_TEXT SHOWN_:
-- Opening Marker --

Between the Permian and Triassic Periods, all of the continents were fused together into one supercontinent called Pangaea. At the same time, all of the oceans were fused together into a single global super ocean. The climate of a supercontinent is quite unusual and extreme. The edges of the supercontinent would be lush with forests and jungles due to being close to the moisture of the ocean. However, the center of the supercontinent tends to be dry desert due to being so far from the ocean. Unfortunately, as the supercontinent started to divide, the resulting earthquakes and volcanic activity caused two mass extinctions, one of which surpassed the extinction of the dinosaurs. They say that the amount of lava that was spewing from the Earth’s crust was enough to fill the Grand Canyon seven times! Some scientists theorize that a new supercontinent would form two hundred million years in the distant future.


For one hundred and fifty million years, the most successful breed of dinosaur would be the theropods. Theropods are mainly the carnivorous dinosaurs, which were the ancestors of birds. Examples of theropods include Tyrannosaurus Rex, Velociraptors, and Spinosaurus. However, I believe that these real life examples have been used too often and it is long overdue for something other than the classics. With this in mind, I am thinking creating a theropod that is bigger and badder than Tyrannosaurus Rex. It will be a combination between all of the classic theropods in a single creature. Just thinking of this behemoth gives me goosebumps. As excited as I am in creating this new theropod, I am glad it did not exist in real life because I would die of fright just looking at it!


The more I brainstorm for my dinosaur book, the more I realize that the dangers my characters will face will be very diverse. They will encounter carnivorous dinosaurs, giant insects, mutant plants, incurable diseases, unbreathable air, killer fish, predatory birds, territorial herbivores, crushing stampedes, rising tides, and marine reptiles. There are literally a million ways humans can die in this ecosystem. These dangers will provide an overdose of suspense and terror as the characters fight for their lives.


One of my favorite living fossils would be the alligator gar. The alligator gar are regarded as living fossils because they have physical traits that have remained unchanged since the time of the dinosaurs. Like sharks, alligator gar have a spiral valve intestine in their digestive system. Like many modern prehistoric fish, alligator gar have the ability to breathe both water and air. Native Americans have been known to use the gar’s sharp scales as arrowheads. Unfortunately, for half a century, alligator gar were regarded as pests by the government and were hunted to near extinction. This makes me sad and mad at the same time because due to their status as a living fossil, alligator gar are as irreplaceable as any historical artifact. Since their near extermination, alligator gar have made a comeback and are no longer part of the endangered species list. Even though alligator gar can bite humans, they are not dangerous enough to kill a person. Alligator gar tend to eat small prey such as little fish, water fowl, and rodents. Even though alligator gar are already prehistoric in appearance, I wonder how they would look if they were reverse engineered to look like something larger, stronger, and dangerous. I will be tinkering with this concept in my dinosaur book.

-- Closing Marker --

_DATA EXTRACT_:
-- Opening Marker --

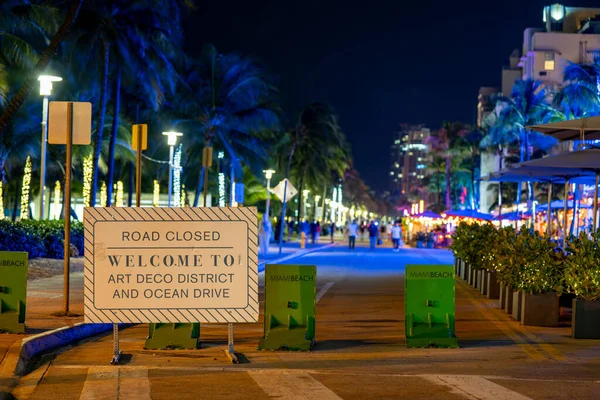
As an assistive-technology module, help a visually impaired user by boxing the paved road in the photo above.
[8,246,600,400]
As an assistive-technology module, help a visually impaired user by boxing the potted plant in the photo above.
[564,231,600,339]
[513,229,564,326]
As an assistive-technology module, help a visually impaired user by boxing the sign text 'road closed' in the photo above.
[85,207,258,323]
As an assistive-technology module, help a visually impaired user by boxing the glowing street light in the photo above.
[163,131,183,207]
[38,75,62,220]
[263,169,275,218]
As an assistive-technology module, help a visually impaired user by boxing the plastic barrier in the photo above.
[144,323,200,350]
[405,265,458,347]
[258,264,317,351]
[0,251,29,333]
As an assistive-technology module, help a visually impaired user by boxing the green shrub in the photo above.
[0,220,84,259]
[564,231,600,301]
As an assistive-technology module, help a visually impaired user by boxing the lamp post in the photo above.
[163,131,183,207]
[38,75,62,220]
[263,169,275,218]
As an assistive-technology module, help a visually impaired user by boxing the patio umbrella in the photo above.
[527,117,600,142]
[445,210,494,221]
[412,210,443,219]
[482,165,594,244]
[519,149,600,230]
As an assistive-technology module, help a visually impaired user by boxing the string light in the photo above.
[83,154,94,207]
[54,181,62,219]
[0,180,4,219]
[100,182,108,207]
[152,179,160,207]
[117,181,123,207]
[173,144,181,207]
[21,156,31,219]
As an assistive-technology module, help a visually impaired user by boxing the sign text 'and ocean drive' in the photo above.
[85,207,259,323]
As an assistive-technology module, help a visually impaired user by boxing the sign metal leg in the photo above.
[110,324,123,365]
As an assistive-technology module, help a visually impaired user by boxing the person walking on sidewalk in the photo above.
[392,222,402,253]
[346,220,358,250]
[369,221,379,250]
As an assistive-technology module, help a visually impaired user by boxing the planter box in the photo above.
[498,283,506,310]
[571,299,600,339]
[504,286,521,315]
[486,271,500,299]
[512,292,523,321]
[521,292,560,326]
[479,269,489,296]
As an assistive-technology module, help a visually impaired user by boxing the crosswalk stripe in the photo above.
[419,375,532,400]
[79,366,119,400]
[119,369,151,400]
[248,370,342,400]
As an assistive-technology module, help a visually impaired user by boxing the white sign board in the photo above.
[84,207,259,323]
[273,179,298,201]
[48,101,92,145]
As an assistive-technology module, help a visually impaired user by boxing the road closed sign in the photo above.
[84,207,259,323]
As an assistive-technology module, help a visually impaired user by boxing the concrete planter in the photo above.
[521,292,560,326]
[485,271,500,299]
[479,269,489,296]
[571,299,600,339]
[498,283,506,310]
[512,291,523,321]
[504,286,520,314]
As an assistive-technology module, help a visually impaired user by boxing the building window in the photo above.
[544,53,554,71]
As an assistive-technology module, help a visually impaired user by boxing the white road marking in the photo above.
[119,368,151,400]
[317,282,335,303]
[417,375,532,400]
[79,366,119,400]
[248,370,342,400]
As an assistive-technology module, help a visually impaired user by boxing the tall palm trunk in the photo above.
[90,40,110,207]
[106,67,121,207]
[0,0,83,136]
[446,155,452,210]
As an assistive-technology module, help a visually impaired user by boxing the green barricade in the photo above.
[0,251,28,333]
[258,264,317,351]
[144,323,200,350]
[405,265,458,347]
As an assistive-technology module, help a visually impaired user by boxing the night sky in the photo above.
[184,0,598,189]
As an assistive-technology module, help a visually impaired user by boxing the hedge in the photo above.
[0,220,84,259]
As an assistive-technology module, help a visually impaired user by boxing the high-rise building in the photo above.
[389,124,431,196]
[519,4,600,89]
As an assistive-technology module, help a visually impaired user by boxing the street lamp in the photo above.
[263,169,275,218]
[163,131,183,207]
[38,75,62,220]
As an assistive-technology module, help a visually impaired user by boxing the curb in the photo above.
[258,243,336,274]
[5,243,335,376]
[14,322,113,376]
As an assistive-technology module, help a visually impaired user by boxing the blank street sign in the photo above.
[48,101,92,145]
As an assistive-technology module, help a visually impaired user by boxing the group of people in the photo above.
[346,220,402,252]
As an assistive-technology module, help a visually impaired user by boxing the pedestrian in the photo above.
[348,220,358,250]
[313,221,321,244]
[329,221,335,243]
[369,221,379,250]
[310,221,317,244]
[392,223,402,253]
[258,214,272,256]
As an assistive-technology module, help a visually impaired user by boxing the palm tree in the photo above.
[0,0,83,136]
[173,45,280,206]
[284,102,350,219]
[68,0,182,206]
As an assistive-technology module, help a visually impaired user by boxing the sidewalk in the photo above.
[0,238,329,380]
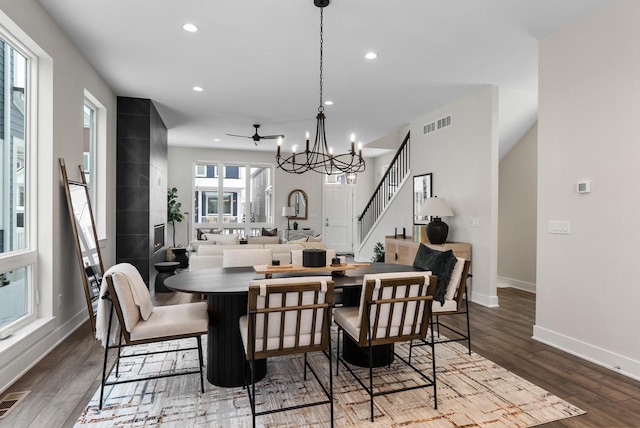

-- Closing Marker --

_REQUIRED ACTIONS_:
A – Please answer these questions about the blog text:
(i) How many times could the lava from the Earth's crust have filled the Grand Canyon?
(ii) Which three theropods are named as examples?
(iii) What did Native Americans use the alligator gar's scales for?
B – From the blog text, output the part that opens with the words "The more I brainstorm" and closes with "for their lives.".
The records were taken from a separate source.

_WRITTEN ANSWERS_:
A –
(i) Seven times.
(ii) Tyrannosaurus Rex, Velociraptors, and Spinosaurus.
(iii) As arrowheads.

B –
The more I brainstorm for my dinosaur book, the more I realize that the dangers my characters will face will be very diverse. They will encounter carnivorous dinosaurs, giant insects, mutant plants, incurable diseases, unbreathable air, killer fish, predatory birds, territorial herbivores, crushing stampedes, rising tides, and marine reptiles. There are literally a million ways humans can die in this ecosystem. These dangers will provide an overdose of suspense and terror as the characters fight for their lives.